• **Collected data entries**
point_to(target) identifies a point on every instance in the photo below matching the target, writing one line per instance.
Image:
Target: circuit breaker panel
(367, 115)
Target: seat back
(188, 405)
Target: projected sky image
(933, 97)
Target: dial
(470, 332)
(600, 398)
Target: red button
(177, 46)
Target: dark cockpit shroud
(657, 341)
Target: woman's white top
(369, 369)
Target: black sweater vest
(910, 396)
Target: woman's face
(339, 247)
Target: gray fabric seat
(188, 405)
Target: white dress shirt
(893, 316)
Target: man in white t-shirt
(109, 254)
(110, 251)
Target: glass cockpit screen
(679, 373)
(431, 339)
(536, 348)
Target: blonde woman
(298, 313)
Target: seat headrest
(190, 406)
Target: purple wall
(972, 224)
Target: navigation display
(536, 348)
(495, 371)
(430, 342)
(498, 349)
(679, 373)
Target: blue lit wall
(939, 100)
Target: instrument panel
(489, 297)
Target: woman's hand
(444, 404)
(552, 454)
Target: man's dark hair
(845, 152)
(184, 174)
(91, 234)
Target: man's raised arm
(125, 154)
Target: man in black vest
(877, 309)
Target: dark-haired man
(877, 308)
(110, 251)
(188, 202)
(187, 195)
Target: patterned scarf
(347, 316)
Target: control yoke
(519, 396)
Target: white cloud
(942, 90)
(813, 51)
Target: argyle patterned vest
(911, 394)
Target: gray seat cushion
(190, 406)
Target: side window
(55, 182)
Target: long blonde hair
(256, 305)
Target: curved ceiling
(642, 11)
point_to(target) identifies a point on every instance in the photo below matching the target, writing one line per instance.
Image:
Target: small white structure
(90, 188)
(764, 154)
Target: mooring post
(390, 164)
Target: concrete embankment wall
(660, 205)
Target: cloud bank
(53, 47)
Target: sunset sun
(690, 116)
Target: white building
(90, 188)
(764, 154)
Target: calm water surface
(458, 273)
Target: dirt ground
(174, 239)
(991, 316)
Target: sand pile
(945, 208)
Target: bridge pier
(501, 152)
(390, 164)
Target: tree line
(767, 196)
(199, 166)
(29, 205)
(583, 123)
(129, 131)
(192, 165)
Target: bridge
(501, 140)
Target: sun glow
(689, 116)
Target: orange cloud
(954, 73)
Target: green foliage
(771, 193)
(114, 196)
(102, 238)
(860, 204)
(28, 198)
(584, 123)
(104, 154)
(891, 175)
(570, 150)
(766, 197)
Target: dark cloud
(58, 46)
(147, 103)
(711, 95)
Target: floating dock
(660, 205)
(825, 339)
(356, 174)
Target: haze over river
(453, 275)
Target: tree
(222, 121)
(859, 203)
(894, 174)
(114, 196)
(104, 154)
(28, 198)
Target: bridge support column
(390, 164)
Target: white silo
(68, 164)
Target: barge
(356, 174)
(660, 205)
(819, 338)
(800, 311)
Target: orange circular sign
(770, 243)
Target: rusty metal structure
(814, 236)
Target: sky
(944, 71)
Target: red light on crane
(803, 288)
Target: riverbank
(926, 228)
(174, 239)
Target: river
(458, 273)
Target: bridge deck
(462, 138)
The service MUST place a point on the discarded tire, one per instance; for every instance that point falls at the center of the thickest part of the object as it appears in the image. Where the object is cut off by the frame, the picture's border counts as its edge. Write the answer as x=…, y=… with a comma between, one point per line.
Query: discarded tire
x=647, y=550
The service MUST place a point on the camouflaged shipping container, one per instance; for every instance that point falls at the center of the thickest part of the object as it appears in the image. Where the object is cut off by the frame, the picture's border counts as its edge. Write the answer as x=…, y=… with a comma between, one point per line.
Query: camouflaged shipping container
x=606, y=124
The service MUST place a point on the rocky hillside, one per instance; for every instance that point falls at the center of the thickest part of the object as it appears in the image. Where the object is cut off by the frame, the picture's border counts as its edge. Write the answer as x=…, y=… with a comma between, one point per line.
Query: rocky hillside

• **ABOUT THIS EXERCISE**
Without omitting anything, output the entries exactly.

• **FINAL ANSWER**
point_to(target) identifies a point on every instance in the photo below matching the target, writing one line per instance.
Image:
Target: circuit breaker panel
(367, 115)
Target: seat back
(188, 405)
Target: projected sky image
(933, 97)
Target: dial
(470, 332)
(600, 398)
Target: red button
(177, 46)
Target: dark cockpit shroud
(657, 341)
Target: woman's white top
(369, 369)
Target: black sweater vest
(910, 396)
Target: woman's face
(339, 247)
Target: gray fabric seat
(188, 405)
Target: white dress shirt
(893, 316)
Target: man in white t-shirt
(109, 254)
(110, 251)
Target: glass cockpit screen
(679, 373)
(431, 339)
(536, 348)
Target: blonde woman
(298, 313)
Target: seat headrest
(190, 406)
Target: purple wall
(972, 224)
Target: navigation display
(536, 348)
(495, 371)
(430, 342)
(498, 349)
(679, 373)
Target: blue lit wall
(939, 100)
Target: instrument panel
(489, 297)
Target: woman's hand
(444, 404)
(552, 454)
Target: man's dark hair
(845, 152)
(184, 174)
(91, 234)
Target: man's raised arm
(125, 154)
Target: man in black vest
(877, 309)
Target: dark-haired man
(877, 308)
(110, 251)
(188, 202)
(187, 195)
Target: patterned scarf
(347, 316)
Target: control yoke
(519, 396)
Target: white cloud
(942, 90)
(813, 51)
Target: argyle patterned vest
(911, 394)
Target: gray seat cushion
(190, 406)
Target: side window
(55, 182)
Target: long blonde hair
(256, 305)
Target: curved ceiling
(642, 11)
point_to(target) identifies a point on every instance in the photo below matching the target, writing one line per instance.
Image:
Target: small white structure
(90, 188)
(764, 154)
Target: mooring post
(390, 164)
Target: concrete embankment wall
(660, 205)
Target: cloud bank
(53, 47)
Target: sunset sun
(690, 116)
Target: white building
(90, 188)
(764, 154)
Target: calm water surface
(458, 273)
Target: dirt ground
(174, 239)
(991, 316)
Target: sand pile
(945, 208)
Target: bridge pier
(501, 152)
(390, 164)
Target: tree line
(767, 196)
(199, 166)
(29, 205)
(583, 123)
(129, 131)
(192, 165)
Target: bridge
(501, 140)
Target: sun glow
(689, 116)
Target: orange cloud
(954, 73)
Target: green foliage
(771, 193)
(114, 196)
(102, 238)
(860, 204)
(28, 198)
(584, 123)
(104, 154)
(891, 175)
(570, 150)
(766, 197)
Target: dark cloud
(58, 46)
(147, 103)
(711, 95)
Target: floating dock
(660, 205)
(825, 339)
(356, 174)
Target: haze over river
(453, 275)
Target: tree
(222, 121)
(859, 203)
(894, 174)
(114, 196)
(104, 154)
(28, 198)
Target: bridge support column
(390, 164)
Target: white silo
(68, 164)
Target: barge
(356, 174)
(660, 205)
(819, 338)
(800, 311)
Target: orange circular sign
(770, 243)
Target: rusty metal structure
(814, 236)
Target: sky
(944, 71)
Target: red light on crane
(803, 288)
Target: riverbank
(926, 228)
(174, 239)
Target: river
(458, 273)
Target: bridge deck
(462, 138)
The service MUST place a point on the discarded tire, one per instance; for every instance that point falls at the center of the thickest part of the object as it appears in the image. Where the object is cut off by the frame, the picture's border counts as its edge. Write the answer as x=…, y=… with a comma between, one point per line.
Query: discarded tire
x=647, y=550
The service MUST place a point on the camouflaged shipping container, one per instance; for every instance that point falls at the center of the thickest part of the object as it appears in the image. Where the object is cut off by the frame, the picture's border counts as its edge. Write the answer as x=…, y=… with a comma between, one point per line.
Query: camouflaged shipping container
x=606, y=124
The service MUST place a point on the rocky hillside, one per instance; for every instance that point falls at the center of the thickest part of the object as it appears in the image. Where the object is cut off by the frame, the picture's border counts as its edge. Write the answer as x=…, y=… with a comma between, one point per line.
Query: rocky hillside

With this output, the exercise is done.